Consignes:
a - Réécrivez plus brièvement le paragraphe de l'extrait qui commence par « Zeid Ra'ad Al Hussein a appelé », sans perdre ses faits principaux.
b - Reproduisez fidèlement le passage de l'extrait allant de « En Colombie et » jusqu'à « pour avoir avorté. ».

En Colombie et en Équateur, l'interruption volontaire de grossesse n'est autorisée qu'en cas de danger pour la santé de la mère.

Au Salvador, elle est même punie par des peines allant jusqu'à 40 ans de prison : en novembre, Amnesty International dénonçait l'incarcération d'une vingtaine de femmes dans ce pays pour avoir avorté.

Recommander de ne pas tomber enceinte n'a aucune utilité dans les pays qui interdisent ou limitent strictement l'accès aux méthodes de planification familiale, comme la contraception ou l'avortement, a souligné vendredi le Haut-commissaire de l'ONU aux droits de l'Homme.

Zeid Ra'ad Al Hussein a appelé les gouvernements à «s'assurer que les femmes, les hommes et les adolescents ont accès à des services et des informations de qualité sur la santé et la reproduction, sans discrimination», via le droit à la contraception, aux soins maternels et à l'avortement dans un environnement sécurisé.

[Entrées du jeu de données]
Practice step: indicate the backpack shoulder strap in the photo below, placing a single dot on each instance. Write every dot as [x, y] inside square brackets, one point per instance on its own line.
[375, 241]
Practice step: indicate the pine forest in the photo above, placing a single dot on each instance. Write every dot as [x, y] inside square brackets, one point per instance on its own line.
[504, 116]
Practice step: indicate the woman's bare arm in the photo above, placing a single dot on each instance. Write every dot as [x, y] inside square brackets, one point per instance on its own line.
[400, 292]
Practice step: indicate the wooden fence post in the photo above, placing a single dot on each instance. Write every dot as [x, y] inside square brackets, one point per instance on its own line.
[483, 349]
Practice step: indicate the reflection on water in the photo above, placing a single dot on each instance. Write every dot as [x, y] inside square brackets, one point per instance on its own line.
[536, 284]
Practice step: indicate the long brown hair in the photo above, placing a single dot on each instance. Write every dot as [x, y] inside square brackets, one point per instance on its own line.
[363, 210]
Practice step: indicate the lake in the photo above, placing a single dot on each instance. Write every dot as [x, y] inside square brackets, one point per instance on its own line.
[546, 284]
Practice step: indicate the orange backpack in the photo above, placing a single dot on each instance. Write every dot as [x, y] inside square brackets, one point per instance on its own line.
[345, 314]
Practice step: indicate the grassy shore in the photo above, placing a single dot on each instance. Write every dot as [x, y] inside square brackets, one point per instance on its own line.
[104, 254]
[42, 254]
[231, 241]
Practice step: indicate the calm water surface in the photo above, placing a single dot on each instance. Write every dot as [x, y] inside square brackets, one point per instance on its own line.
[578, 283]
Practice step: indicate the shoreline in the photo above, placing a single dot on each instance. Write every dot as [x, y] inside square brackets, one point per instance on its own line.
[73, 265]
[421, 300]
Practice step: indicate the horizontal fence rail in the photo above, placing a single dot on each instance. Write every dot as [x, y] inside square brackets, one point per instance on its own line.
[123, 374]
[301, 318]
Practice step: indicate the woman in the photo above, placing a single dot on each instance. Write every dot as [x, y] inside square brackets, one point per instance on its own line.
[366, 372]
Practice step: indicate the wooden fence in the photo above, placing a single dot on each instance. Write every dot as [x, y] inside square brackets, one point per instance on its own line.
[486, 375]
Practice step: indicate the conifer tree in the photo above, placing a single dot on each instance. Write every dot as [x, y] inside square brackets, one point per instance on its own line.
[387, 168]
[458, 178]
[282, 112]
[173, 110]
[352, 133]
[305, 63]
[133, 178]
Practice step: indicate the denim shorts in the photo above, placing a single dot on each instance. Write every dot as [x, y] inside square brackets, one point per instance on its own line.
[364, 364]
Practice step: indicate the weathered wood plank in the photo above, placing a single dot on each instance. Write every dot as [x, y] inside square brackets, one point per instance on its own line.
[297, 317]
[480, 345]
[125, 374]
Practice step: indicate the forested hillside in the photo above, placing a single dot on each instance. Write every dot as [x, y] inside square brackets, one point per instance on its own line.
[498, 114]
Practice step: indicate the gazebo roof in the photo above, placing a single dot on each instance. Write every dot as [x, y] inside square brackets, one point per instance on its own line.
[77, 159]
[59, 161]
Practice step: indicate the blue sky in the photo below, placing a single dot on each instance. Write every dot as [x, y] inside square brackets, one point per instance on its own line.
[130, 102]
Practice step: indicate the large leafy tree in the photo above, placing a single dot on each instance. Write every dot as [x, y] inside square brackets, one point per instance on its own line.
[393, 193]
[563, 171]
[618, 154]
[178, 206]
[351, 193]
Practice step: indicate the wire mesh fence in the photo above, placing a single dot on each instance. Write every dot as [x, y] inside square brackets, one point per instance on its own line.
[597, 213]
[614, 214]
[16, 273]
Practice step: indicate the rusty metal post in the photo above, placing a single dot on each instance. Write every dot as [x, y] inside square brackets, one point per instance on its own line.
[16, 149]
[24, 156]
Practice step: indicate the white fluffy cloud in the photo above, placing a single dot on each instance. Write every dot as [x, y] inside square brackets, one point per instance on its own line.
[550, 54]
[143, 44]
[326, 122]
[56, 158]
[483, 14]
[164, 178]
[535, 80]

Réponses par consigne:
a - Zeid Ra'ad Al Hussein a exhorté les gouvernements à garantir aux femmes, aux hommes et aux adolescents, sans discrimination, des services et des informations de qualité sur la santé et la reproduction, notamment le droit à la contraception, aux soins maternels et à un avortement sécurisé.

b -
En Colombie et en Équateur, l'interruption volontaire de grossesse n'est autorisée qu'en cas de danger pour la santé de la mère.

Au Salvador, elle est même punie par des peines allant jusqu'à 40 ans de prison : en novembre, Amnesty International dénonçait l'incarcération d'une vingtaine de femmes dans ce pays pour avoir avorté.